## [WHAT THE TASK REQUIRES]
Make an exact copy of the lines, leaving the pictures out.

## [PROVIDED DATA]
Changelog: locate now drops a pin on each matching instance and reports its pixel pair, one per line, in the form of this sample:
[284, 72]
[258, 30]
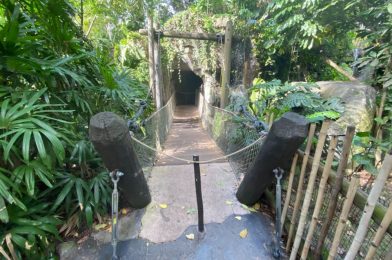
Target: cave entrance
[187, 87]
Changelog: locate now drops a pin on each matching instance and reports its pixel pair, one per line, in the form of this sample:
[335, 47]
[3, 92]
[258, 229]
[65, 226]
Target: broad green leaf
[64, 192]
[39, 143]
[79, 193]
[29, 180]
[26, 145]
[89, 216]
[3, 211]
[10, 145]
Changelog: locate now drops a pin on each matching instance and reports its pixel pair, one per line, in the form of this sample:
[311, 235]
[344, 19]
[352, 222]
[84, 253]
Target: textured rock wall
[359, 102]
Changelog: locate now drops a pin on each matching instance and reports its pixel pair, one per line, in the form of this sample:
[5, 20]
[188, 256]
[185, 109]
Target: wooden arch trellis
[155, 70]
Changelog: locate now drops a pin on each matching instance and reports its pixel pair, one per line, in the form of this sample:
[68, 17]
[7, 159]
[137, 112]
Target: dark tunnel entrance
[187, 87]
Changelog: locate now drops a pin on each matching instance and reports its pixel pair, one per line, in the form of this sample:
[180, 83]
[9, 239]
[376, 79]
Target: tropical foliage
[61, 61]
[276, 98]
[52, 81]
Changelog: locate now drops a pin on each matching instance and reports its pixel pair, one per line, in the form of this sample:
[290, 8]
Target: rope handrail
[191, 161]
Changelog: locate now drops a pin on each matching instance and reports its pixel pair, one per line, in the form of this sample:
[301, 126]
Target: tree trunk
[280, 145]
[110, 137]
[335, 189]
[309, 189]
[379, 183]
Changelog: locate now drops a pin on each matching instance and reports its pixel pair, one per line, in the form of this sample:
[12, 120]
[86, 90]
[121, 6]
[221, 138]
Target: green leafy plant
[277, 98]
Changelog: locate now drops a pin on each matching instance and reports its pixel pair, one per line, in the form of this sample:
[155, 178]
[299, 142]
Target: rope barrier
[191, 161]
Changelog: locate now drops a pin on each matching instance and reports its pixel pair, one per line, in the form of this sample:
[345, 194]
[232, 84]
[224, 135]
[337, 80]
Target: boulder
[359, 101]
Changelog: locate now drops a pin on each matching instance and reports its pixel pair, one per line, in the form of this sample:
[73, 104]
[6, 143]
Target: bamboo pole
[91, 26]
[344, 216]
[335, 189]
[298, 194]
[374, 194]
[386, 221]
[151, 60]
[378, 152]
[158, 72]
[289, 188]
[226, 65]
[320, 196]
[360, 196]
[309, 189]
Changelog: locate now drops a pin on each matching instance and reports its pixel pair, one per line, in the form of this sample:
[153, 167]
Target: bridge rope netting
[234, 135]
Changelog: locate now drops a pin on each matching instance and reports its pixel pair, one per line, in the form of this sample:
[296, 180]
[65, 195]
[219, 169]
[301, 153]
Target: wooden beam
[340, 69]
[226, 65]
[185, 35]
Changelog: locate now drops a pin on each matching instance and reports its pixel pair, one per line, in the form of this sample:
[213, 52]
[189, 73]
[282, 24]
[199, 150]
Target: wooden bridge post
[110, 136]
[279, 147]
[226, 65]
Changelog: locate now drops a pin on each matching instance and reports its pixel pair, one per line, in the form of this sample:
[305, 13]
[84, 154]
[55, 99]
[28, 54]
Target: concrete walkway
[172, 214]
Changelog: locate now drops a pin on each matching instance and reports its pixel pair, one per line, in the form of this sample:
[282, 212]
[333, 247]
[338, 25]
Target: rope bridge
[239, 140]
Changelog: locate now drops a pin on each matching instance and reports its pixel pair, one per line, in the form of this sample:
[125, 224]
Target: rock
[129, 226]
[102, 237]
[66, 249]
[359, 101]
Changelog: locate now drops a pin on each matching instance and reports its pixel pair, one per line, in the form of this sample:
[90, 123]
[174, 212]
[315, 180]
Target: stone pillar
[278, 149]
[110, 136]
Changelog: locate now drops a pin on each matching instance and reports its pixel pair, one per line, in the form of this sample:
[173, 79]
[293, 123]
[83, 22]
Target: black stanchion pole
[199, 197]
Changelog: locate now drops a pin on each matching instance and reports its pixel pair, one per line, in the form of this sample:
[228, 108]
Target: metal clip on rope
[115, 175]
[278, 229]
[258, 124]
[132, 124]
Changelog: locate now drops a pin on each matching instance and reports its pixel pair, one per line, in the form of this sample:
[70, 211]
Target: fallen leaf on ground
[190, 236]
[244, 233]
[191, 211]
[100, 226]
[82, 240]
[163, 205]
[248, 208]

## [TASK RESPONSE]
Changelog: locate now drops a pin on each matching instance and reports its pixel pair, one per line, in the form of this sample:
[284, 72]
[258, 30]
Target: cave entrance
[187, 87]
Changelog: locate now drops a pin on each matching instance and reports its pixel pair, one per line, in the form of this sample:
[335, 47]
[3, 92]
[258, 229]
[65, 226]
Target: broad green leaf
[64, 192]
[39, 143]
[79, 193]
[29, 180]
[26, 145]
[89, 216]
[3, 211]
[10, 145]
Changelog: locate now drops a pin on each matching instance and reports its pixel pair, one per line, in the form of this sample:
[311, 235]
[344, 19]
[352, 222]
[84, 253]
Target: textured rock wall
[359, 102]
Changelog: locate now drops a pin on each matching instance and reports its pixel pair, one per line, in the form of this sample:
[5, 20]
[188, 256]
[185, 109]
Target: wooden arch trellis
[155, 70]
Changelog: locate now drops a pin on each matching instance and reports its pixel pair, one per line, in the form of this sample:
[68, 17]
[7, 159]
[137, 112]
Target: dark tunnel entrance
[187, 87]
Changelog: locate now drops a pin on each matching instance and reports its pixel pair, one per line, in the form of this sample:
[180, 83]
[9, 239]
[376, 79]
Target: tropical foliage
[61, 61]
[276, 98]
[52, 81]
Changelog: locate now drops a pin on each matching instance and reports its pixel pair, one per line, in the form of this sample:
[290, 8]
Target: rope handrail
[191, 161]
Changelog: locate now drops a pin on each matching instance and reports its pixel pair, one per line, in the form of this sample:
[301, 126]
Target: tree trunk
[280, 145]
[110, 137]
[335, 189]
[309, 189]
[379, 183]
Changelog: locate now drops a pin on each matching instance and reports its pixel pair, one per line, in the form of this sample:
[12, 120]
[86, 90]
[121, 6]
[221, 138]
Target: green leafy plant
[277, 98]
Changelog: locate now drops a pin on each matching instance and reports its pixel pair, one per line, in the form of this sample:
[155, 178]
[299, 142]
Target: rope barrier
[191, 161]
Changelog: locate now drops a pin on each matching instance and reports its pixel pair, one per line, in the form of this sample:
[345, 194]
[232, 84]
[224, 135]
[337, 80]
Target: boulder
[359, 101]
Changelog: locate now drops a pin on each matching instance and reports its pixel pair, one per line, in the form of this sample:
[73, 104]
[6, 143]
Target: bamboo pole
[91, 26]
[344, 216]
[335, 189]
[298, 194]
[374, 194]
[386, 221]
[151, 60]
[378, 152]
[158, 72]
[289, 188]
[226, 65]
[320, 196]
[360, 196]
[309, 189]
Changelog: locate now drops a pin on each matching instance and reports its pixel pair, one per line, in the form of this sample:
[153, 167]
Target: bridge rope netting
[234, 135]
Changelog: locate now drops a pin on each matching instance and reports its pixel pair, one per line, in the form of this sample:
[296, 180]
[65, 195]
[219, 169]
[301, 153]
Target: wooden beam
[340, 69]
[226, 65]
[185, 35]
Changelog: locate now drops a pin on each matching instance and reports its pixel pair, one per line, in the form of this sample:
[213, 52]
[189, 73]
[282, 24]
[199, 150]
Target: wooden bridge post
[110, 136]
[279, 147]
[226, 65]
Changelog: locate now drops a pin on each matching instance and reports its pixel pair, one per line, in the form of this sample:
[305, 13]
[84, 154]
[55, 99]
[28, 54]
Target: concrete walkway
[172, 214]
Changelog: locate now drops a pin on each matching instance and reports its pixel pair, one per line, in the form of this sample:
[282, 212]
[333, 247]
[338, 25]
Target: rope bridge
[239, 140]
Changelog: locate now drops a pin on each matching instance and reports its pixel pair, one per line, in the form of this sample:
[125, 224]
Target: rock
[129, 226]
[102, 237]
[66, 249]
[359, 101]
Changelog: locate now drops a pin on each matching instance and reports its pixel pair, one per line, in the form of this sample:
[90, 123]
[174, 212]
[315, 180]
Target: stone pillar
[278, 149]
[110, 136]
Changelog: locate now drops a pin on each matching instance and reports its pixel pair, one per line, in the form of this sample:
[173, 79]
[293, 123]
[83, 22]
Target: black stanchion pole
[199, 197]
Changelog: locate now drops a pin on each matching instance and reports its pixel pair, one per line, in the form of this sample:
[228, 108]
Target: metal clip on rope
[115, 175]
[278, 229]
[258, 124]
[132, 124]
Changelog: locate now drops a pin on each matching instance and reports its pixel pair, one per line, in the form of this sample:
[70, 211]
Target: fallen leaf on ground
[190, 236]
[244, 233]
[191, 211]
[100, 226]
[82, 240]
[163, 205]
[248, 208]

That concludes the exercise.